Your task is to write out exactly the lines from the line containing "Expected output, for every instance of the tree, the" through the end of the records, inclusive at both ends.

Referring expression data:
**********
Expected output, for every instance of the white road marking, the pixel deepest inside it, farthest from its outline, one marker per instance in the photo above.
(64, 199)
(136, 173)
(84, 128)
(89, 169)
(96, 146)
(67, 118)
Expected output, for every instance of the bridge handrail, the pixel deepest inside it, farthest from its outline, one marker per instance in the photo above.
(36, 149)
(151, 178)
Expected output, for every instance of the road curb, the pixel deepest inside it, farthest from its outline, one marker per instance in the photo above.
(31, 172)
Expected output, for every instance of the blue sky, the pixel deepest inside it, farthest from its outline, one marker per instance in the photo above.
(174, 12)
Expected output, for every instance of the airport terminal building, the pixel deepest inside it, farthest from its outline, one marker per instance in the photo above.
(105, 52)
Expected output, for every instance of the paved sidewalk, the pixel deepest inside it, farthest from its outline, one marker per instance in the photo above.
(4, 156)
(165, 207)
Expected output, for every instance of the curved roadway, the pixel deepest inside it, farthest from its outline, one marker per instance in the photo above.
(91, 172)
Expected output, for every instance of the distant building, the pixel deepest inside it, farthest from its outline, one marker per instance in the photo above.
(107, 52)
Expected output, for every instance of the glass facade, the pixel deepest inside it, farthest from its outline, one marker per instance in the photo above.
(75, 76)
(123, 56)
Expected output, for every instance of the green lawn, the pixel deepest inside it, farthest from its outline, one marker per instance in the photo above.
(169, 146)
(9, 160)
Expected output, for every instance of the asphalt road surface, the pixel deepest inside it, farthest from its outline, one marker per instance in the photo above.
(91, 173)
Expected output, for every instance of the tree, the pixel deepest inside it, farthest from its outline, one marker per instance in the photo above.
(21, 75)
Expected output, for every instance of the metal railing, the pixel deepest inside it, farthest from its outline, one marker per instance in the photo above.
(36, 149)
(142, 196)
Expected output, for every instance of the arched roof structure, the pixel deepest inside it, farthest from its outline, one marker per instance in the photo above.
**********
Expected answer —
Expected output, for every instance of the tree, the pixel deepest inside it, farthest from its outline, one marker per instance in the photo above.
(21, 75)
Expected output, for every instance of the metal railing, the pixel deepest inside it, farthest from its outline, one marker per instance in the photo above.
(36, 149)
(142, 196)
Expected output, for every instance of the arched roof structure, the pixel deepest inside it, farthest from its outline, one marker per instance in the photo above.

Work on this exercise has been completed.